* [WORK TO DO]:
Write out each of the items again with "beige linen fabric" replaced by "cream linen fabric" and everything else left unchanged. Leave the pictures out.
=== LISTED ENTRIES ===
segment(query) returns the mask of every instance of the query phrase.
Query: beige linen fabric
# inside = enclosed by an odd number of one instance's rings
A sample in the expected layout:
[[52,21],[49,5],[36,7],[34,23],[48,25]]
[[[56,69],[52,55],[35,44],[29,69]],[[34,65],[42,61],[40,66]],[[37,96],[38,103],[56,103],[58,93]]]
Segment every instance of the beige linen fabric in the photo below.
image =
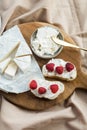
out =
[[[87,0],[1,0],[0,33],[16,24],[48,22],[87,47]],[[81,52],[87,72],[87,52]],[[19,108],[0,100],[0,130],[87,130],[87,91],[76,90],[61,105],[44,111]]]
===
* [RESULT OF THE TASK]:
segment(query) returns the mask of every instance of the query phrase.
Query: cream linen fabric
# inside = enclosed by an odd number of one instance's rings
A sample in the expected layout:
[[52,21],[49,5],[36,7],[34,23],[48,25]]
[[[56,69],[52,55],[35,44],[29,69]],[[34,65],[42,61],[40,66]],[[37,96],[38,103],[56,103],[58,93]]]
Segment every instance of the cream linen fabric in the photo below.
image =
out =
[[[87,0],[1,0],[0,33],[16,24],[48,22],[87,47]],[[81,52],[87,72],[87,52]],[[19,108],[0,100],[0,130],[87,130],[87,91],[76,90],[61,105],[44,111]]]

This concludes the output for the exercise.